PASAJE SELECCIONADO:
----------
A fin de cuentas lo posible y lo existente es para los tibios. Todo melodrama taurino (vecchialiniano “francés” de los ’30) puesto en esa lista se transforma en un pedazo de El fantasma y la señorita Muir. No hay nada demasiado tangible, demasiado existente, demasiado posible ni demasiado quieto. Son una serie de figuras que sobresalen del mundo por haberse subido a un tren (siempre hay un tren) que los podría quizás potencialmente llevar al cielo pero que siempre termina en alguna parte del infierno. Esa forma de sobresalir está hecha para que parezca que sólo la vemos nosotros, organizada por Vecchiali, que cuando arma sus propios personajes –aunque estos, los melodramáticos taurinos de los ’30 también son suyos)- se suben a sus propios trenes de movimiento fijador de sentimientos que lo que toman de estos destinos trágicos anárquicos de los ’30 a demás de la no determinación de ninguna de sus formas (salvo el primer plano de una diva, la vedette), es su cualidad fantasmal. ¿Existen Hèlene y Sonia de Femmes Femmes o son espectros que merodean por la casa jugando a armarse escenas en las que coinciden o no entre ellas, armando y desarmando personajes? ¿O será una sola mujer armada con dos actrices, que vive sola y se mueve por las calles intentando espantar a policía del equipo de filmación que intenta seguirla en sus movimientos? Lo que pasa con el tren cuando es Vecchiali el que está filmando es que todos se suben, se desborda todo y es imposible perseguirlo. Lo trágico en todo esto es que la película tiene que terminar y no hay más que una sola forma de hacerlo. En el medio, lo que parecían una serie de invenciones en forma de acumulación de elementos van a ir encontrando un orden secreto para, de repente, tener un desenlace justo a tiempo.
----------
[Líneas de puntos etiquetados]

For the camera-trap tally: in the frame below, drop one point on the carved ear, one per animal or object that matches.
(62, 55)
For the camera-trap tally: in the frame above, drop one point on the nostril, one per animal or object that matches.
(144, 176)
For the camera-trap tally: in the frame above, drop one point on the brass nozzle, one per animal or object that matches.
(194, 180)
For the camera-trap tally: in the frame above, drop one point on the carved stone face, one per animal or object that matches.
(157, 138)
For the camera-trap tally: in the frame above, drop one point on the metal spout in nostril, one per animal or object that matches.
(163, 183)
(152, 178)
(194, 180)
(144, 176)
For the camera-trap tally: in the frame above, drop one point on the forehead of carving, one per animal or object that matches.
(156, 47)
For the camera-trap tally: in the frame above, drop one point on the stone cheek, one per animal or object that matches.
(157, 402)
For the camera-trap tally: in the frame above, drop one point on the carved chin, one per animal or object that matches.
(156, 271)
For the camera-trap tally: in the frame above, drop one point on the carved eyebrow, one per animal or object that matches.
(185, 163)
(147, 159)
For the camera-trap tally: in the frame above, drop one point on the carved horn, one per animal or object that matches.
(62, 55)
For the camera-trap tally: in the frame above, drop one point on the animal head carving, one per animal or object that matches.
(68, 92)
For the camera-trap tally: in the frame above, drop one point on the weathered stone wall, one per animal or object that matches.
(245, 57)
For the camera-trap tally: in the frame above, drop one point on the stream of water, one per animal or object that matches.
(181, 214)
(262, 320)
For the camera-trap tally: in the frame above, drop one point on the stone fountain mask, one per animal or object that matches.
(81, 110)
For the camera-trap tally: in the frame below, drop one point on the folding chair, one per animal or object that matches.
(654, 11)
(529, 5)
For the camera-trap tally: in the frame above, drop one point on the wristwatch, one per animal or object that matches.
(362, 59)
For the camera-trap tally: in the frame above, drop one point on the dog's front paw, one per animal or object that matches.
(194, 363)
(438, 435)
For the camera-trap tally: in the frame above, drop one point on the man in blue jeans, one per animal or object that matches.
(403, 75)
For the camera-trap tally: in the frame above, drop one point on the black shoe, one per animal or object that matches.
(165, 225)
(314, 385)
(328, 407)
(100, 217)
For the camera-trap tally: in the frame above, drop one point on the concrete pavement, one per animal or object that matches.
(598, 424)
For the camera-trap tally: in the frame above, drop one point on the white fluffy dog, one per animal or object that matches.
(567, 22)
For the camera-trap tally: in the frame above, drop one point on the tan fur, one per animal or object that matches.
----------
TAREA REQUERIDA:
Escribe la continuación del pasaje sobre el cine de Vecchiali a partir de su última oración.

RESPUESTA ESPERADA:
Lo terrible es, por ejemplo, ver una película como Noches blancas sobre el muelle y saber que la película va a durar cuatro noches. En el medio es todo fantástico (¿quién existe, él, ella, el viejo que interpreta Vecchiali, los personajes de sus vidas que cuentan los protagonistas en historias mientras se van conociendo en el muelle, nadie?), en penumbras, en contraste. Lo terrible es la posibilidad de que la película haya sido tan incorpórea como los relatos casi junto al fuego que contiene, que quizás al verla de nuevo parezca que fue todo una gran confusión, que en realidad lo había soñado. El melodrama taurino (vecchialiniano “francés” de los ’30) es ese que deja la sensación de que hay un hueco en alguna parte de la casa y cuando pasás por al lado te das cuenta de que sabías exactamente qué había ahí antes pero ahora no lográs acordarte. Lo que hace Vecchiali con este hueco es transformar en realidad –realidad fantasma- todas esas fantasías del melodrama taurino (vecchialiniano “francés” de los ’30): hacerlo fantástico, natural y extraño (esto es ser obstinado), lo que pasa cuando se mezclan las certezas con las incertezas y la hipnosis. Como esta frase que según Vecchiali le dijo Opüls a Danielle (taurina) Darrieux mientras filmaban Madame de…: Il faut que tu joues la presence dans l’absence (es necesario que interpretes la presencia en la ausencia).